Text excerpt:
· · ·

The Upsides (and Downsides) of Working From Home

Latina lady working from home

A little over a month ago, many of us were sent home to work from our sofas, kitchen tables, or, if we’re lucky, our home offices. We were thrust into a new reality that often includes a spouse also working from home and helping children manage distance learning.

Awkward Zoom calls, Wi-Fi woes, the pull of social media, interruptions from kids, and general feelings of uncertainty can cause us to feel like we can’t get anything done. But it’s not all bad news. For women especially, working from home has an upside. 

And even as some people are returning to work, the future likely includes a lot more WFH moments as we continue to navigate these uncommon times.

There are benefits of working from home …

Aside from the fact that working from home right now means that you’re still employed, there are a number of reasons remote work can be better for women. A recent survey revealed that 62 percent of women would prefer to work from home, versus 53 percent of men. The women surveyed said they also feel more productive working remotely. Half of women, versus 37 percent of men, said they get more done without office distractions. 

The flexibility that working from home offers is a huge reason so many women prefer it. In normal times, when children are going to school and not also struggling to keep up remotely, working mothers in particular find that life is easier. Working from home means they can walk their children to the bus stop, pick them up from school, be with them when they’re sick, or breastfeed.

· · ·

Dataset content:
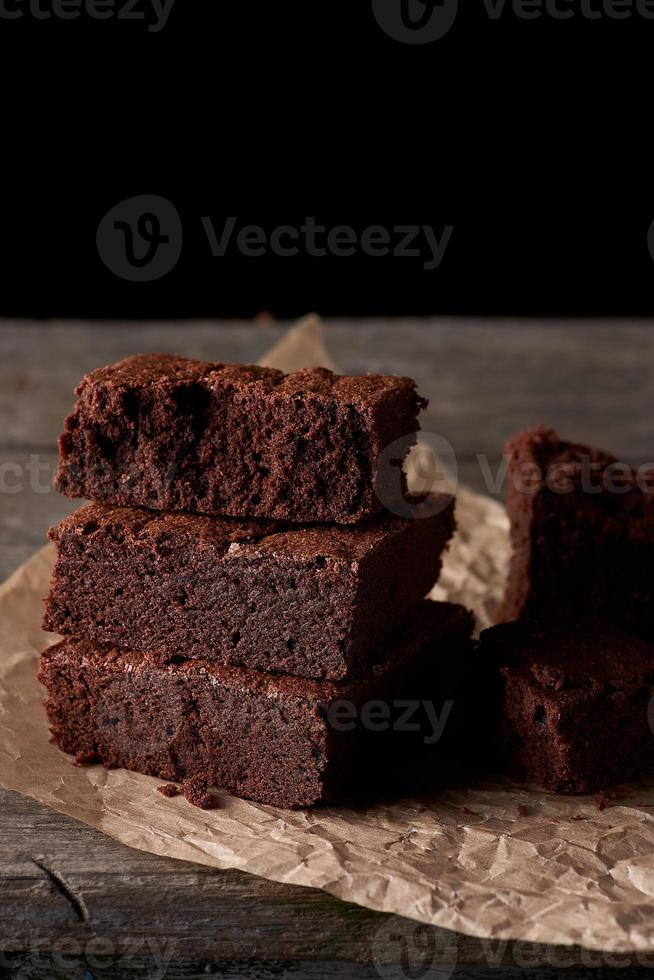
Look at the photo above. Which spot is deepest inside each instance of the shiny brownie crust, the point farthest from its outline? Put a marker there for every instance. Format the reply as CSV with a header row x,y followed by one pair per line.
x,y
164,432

· · ·

Written task: Copy out the passage of the working-from-home text between "Latina lady working" and "manage distance learning.", inclusive.

Final result:
Latina lady working from home

A little over a month ago, many of us were sent home to work from our sofas, kitchen tables, or, if we’re lucky, our home offices. We were thrust into a new reality that often includes a spouse also working from home and helping children manage distance learning.